GIVEN TASK: Reproduce verbatim the lines of the material, starting with the line that contains "reflection of trees" and going on through the final line of the material.

RECORDED DATA:
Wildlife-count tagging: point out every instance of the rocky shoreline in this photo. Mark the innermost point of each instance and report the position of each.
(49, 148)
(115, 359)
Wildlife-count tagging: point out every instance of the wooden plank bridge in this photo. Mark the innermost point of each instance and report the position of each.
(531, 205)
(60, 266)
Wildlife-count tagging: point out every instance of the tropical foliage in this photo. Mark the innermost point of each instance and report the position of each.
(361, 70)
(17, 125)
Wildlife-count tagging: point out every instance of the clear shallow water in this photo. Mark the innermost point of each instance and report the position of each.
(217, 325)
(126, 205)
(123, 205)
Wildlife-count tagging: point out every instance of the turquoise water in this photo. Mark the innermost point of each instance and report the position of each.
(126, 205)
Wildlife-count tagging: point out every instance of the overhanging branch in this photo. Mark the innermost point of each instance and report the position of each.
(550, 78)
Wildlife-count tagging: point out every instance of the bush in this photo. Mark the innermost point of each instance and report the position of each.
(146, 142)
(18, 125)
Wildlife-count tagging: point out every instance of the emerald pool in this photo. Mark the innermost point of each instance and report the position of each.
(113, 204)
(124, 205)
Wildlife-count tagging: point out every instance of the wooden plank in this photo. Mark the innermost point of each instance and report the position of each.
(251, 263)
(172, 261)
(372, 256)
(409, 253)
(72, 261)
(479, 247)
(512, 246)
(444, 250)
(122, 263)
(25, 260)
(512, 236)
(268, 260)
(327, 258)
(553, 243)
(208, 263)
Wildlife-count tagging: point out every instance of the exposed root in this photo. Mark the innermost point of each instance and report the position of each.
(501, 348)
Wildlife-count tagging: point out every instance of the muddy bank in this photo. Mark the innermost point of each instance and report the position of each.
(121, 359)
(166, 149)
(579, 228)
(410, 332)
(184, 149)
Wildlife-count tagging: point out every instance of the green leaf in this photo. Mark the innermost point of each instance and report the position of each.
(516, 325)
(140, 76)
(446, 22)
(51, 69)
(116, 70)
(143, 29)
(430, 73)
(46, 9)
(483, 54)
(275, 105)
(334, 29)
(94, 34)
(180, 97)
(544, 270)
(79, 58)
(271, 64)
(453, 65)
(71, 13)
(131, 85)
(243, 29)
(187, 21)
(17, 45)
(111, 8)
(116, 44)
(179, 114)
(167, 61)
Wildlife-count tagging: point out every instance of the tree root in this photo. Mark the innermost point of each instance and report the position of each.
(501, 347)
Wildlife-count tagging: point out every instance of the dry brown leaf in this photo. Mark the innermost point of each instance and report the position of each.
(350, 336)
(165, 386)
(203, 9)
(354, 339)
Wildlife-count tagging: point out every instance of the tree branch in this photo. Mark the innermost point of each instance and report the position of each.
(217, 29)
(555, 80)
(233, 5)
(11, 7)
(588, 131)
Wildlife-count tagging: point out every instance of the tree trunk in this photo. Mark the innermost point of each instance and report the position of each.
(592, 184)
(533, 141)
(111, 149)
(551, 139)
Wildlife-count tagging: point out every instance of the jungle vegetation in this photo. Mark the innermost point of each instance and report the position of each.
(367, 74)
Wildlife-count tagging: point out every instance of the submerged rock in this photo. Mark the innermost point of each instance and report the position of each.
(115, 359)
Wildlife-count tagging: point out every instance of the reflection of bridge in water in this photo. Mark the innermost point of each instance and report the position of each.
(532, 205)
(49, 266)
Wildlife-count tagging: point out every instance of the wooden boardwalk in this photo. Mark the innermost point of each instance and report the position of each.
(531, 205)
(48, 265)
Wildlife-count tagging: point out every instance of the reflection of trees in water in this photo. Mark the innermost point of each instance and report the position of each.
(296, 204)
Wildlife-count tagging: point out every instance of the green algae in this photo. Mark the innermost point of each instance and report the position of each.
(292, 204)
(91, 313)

ANSWER FOR THIS EXERCISE:
Wildlife-count tagging: point out every instance of the reflection of trees in water in this photo. Mark the innermost point of each instance and report the position of each.
(296, 204)
Wildlife-count tagging: point out every instance of the green algae in this photo. Mark the innermost point of each instance and report the position of each.
(292, 204)
(91, 313)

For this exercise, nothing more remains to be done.